Exercise brief >>
Every entry below needs to be repeated exactly.
● ● ● ●
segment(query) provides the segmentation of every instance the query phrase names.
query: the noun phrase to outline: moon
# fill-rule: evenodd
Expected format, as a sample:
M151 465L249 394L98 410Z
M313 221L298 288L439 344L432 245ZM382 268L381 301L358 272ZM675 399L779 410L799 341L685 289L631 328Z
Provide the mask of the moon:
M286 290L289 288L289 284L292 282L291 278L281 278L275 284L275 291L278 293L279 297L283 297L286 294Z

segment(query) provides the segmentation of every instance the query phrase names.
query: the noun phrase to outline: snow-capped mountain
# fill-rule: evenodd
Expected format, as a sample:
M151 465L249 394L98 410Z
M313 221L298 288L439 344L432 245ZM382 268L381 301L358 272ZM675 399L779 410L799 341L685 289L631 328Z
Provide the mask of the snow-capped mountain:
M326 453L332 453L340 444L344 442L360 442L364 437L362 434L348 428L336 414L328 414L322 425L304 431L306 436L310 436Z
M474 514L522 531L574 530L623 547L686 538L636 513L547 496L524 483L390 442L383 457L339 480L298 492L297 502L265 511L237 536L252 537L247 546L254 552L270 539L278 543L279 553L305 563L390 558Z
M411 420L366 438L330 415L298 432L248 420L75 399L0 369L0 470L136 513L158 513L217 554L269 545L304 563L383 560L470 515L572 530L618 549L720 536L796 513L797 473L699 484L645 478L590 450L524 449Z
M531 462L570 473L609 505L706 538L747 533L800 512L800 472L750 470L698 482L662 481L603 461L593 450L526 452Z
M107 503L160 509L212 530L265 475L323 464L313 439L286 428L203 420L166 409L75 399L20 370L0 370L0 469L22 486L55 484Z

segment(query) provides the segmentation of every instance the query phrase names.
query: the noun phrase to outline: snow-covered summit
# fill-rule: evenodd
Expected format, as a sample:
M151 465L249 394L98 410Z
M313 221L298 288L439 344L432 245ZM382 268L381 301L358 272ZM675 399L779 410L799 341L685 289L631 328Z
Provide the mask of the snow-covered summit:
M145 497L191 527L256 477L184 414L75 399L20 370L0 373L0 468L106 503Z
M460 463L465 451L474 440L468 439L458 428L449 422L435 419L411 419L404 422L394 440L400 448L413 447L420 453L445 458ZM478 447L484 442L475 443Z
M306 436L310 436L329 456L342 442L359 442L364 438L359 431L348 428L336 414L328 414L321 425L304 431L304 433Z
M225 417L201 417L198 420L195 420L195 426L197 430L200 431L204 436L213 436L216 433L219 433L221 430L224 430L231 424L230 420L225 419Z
● ● ● ●
Solution to the exercise >>
segment(query) provides the segmentation of every instance the query phrase names.
query: the noun phrase to outline: moon
# fill-rule: evenodd
Expected format, as a sample:
M151 465L249 394L98 410Z
M313 221L298 288L439 344L432 245ZM382 268L381 301L358 272ZM675 399L779 410L799 341L685 289L631 328Z
Provide the mask of the moon:
M286 290L289 288L289 284L292 282L291 278L281 278L275 284L275 291L278 293L279 297L283 297L286 294Z

segment(query) provides the segmentation of every instance the query phrase names.
query: the noun phrase to outline: snow-capped mountain
# fill-rule: evenodd
Expected format, as a sample:
M151 465L249 394L98 410Z
M313 221L298 288L439 344L432 245ZM382 268L381 301L358 272ZM675 399L779 410L799 341L685 289L631 328Z
Provide the mask of the snow-capped mountain:
M326 453L332 453L340 444L344 442L360 442L364 437L362 434L348 428L336 414L328 414L322 425L304 431L306 436L310 436Z
M474 514L522 531L574 530L623 547L686 538L636 513L547 496L524 483L390 442L383 457L339 480L298 492L297 502L265 511L237 536L252 537L247 546L254 552L270 539L278 543L279 553L305 563L390 558Z
M411 420L366 438L330 415L298 432L248 420L75 399L0 369L0 470L136 513L158 513L217 554L269 545L304 563L383 560L470 515L572 530L618 549L720 536L796 513L797 473L699 484L645 478L590 450L524 449Z
M531 462L570 473L609 505L706 538L747 533L800 512L800 472L750 470L698 482L662 481L603 461L593 450L526 452Z
M107 503L160 509L212 530L265 475L323 464L313 439L286 428L203 420L166 409L75 399L20 370L0 370L0 469L22 486L55 484Z

segment(query) provides the segmentation of every instance the query phrase names.
query: the noun phrase to outline: snow-covered summit
# fill-rule: evenodd
Expected format, as a sample:
M151 465L249 394L98 410Z
M313 221L298 288L439 344L432 245ZM382 268L381 301L358 272ZM675 399L779 410L799 341L685 289L631 328Z
Provide the mask of the snow-covered summit:
M145 497L191 527L256 477L184 414L75 399L20 370L0 373L0 468L106 503Z
M460 463L465 451L474 440L468 439L458 428L449 422L435 419L411 419L404 422L394 440L400 448L413 447L420 453L445 458ZM478 447L484 442L475 443Z
M306 436L310 436L329 456L342 442L359 442L364 438L359 431L348 428L336 414L328 414L321 425L304 431L304 433Z
M225 417L201 417L198 420L195 420L195 426L197 430L200 431L204 436L213 436L216 433L219 433L221 430L224 430L231 424L230 420L225 419Z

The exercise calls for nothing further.